*** Opening Extract ***

We may never crack this case: a small school district in West Texas that offers no sex education whatsoever is experiencing a large outbreak of chlamydia. How could this possibly have happened?
According to KWES, the Crane Independent School District sent letters to parents confirming a chlamydia outbreak in the district. (Chlamydia has few to no symptoms, but can cause infertility in women if left untreated.) NBC DFW says the letter was sent only to to the high school, which has an enrollment of about 300 students. One man told KWES, “I mean I have a kid, honestly I don’t want my kid growing up in an area where nasty stuff like that happens.”
That is... perhaps not only the only lesson we can draw take from this. Raw Story points out that Crane ISD offers no sex education. The 2014-2015 student handbook says that Crane “does not offer a curriculum in human sexuality,” but if one is adopted, it would be an abstinence-based curriculum. (In a slightly conflicting statement, the local CBS affiliate says that Crane does currently offer three days of sex ed for high school students, which definitely seems to be working.)
Every school district in Texas has a Student Health Advisory Committee that meets to make decisions about health curriculum (in reality, virtually all they discuss is sex ed and occasionally nutrition). According to CBS, Crane ISD’s SHAC is planning to meet to talk about whether they need more than ten minutes of sex ed.

*** Closing Extract ***

**Check your understanding:**
a) Can you set down, word for word, the part of the article on the Crane school district's chlamydia outbreak that opens with the words containing "We may never" and closes with "possibly have happened?"?
b) How would you sum up the article on the Crane school district's chlamydia outbreak in two sentences?
c) Does the article on the Crane school district's chlamydia outbreak agree with each statement below? Answer yes or no, and quote the deciding words. (i) Chlamydia can cause infertility in women if it goes untreated. (ii) Any curriculum in human sexuality that Crane adopts would be a comprehensive one. (iii) Only some school districts in Texas have a Student Health Advisory Committee.

*** Opening Exercise data ***

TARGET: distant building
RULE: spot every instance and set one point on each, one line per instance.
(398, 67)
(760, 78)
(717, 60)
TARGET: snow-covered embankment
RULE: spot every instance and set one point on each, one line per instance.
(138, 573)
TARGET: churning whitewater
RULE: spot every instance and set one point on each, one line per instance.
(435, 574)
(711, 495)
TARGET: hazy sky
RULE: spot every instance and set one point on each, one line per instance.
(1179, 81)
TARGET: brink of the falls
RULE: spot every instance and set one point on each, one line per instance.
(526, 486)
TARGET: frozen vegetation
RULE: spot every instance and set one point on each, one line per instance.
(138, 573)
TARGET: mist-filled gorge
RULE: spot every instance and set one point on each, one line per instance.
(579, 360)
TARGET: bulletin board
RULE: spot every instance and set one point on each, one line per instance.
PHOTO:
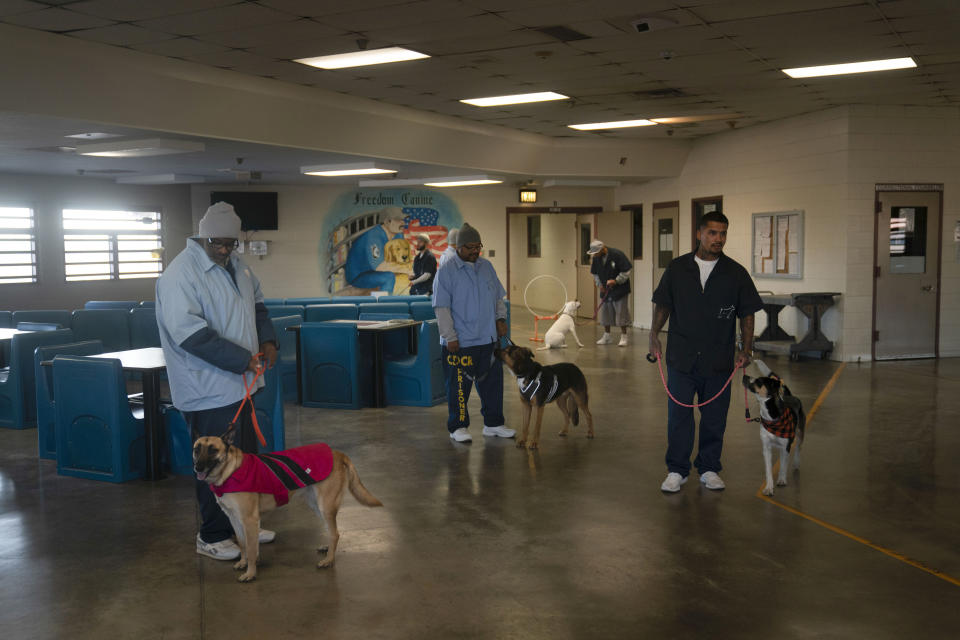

*** Closing Exercise data ***

**Task solutions:**
a)
We may never crack this case: a small school district in West Texas that offers no sex education whatsoever is experiencing a large outbreak of chlamydia. How could this possibly have happened?

b) The Crane Independent School District in West Texas sent letters to parents at its high school, which enrolls about 300 students, confirming a chlamydia outbreak. The district's 2014-2015 student handbook says it offers no curriculum in human sexuality, though the local CBS affiliate reports three days of sex ed for high school students, and the district's Student Health Advisory Committee plans to meet about whether more than ten minutes of sex ed is needed.

c)
(i) Yes: "can cause infertility in women if left untreated."
(ii) No: "if one is adopted, it would be an abstinence-based curriculum."
(iii) No: "Every school district in Texas has a Student Health Advisory Committee."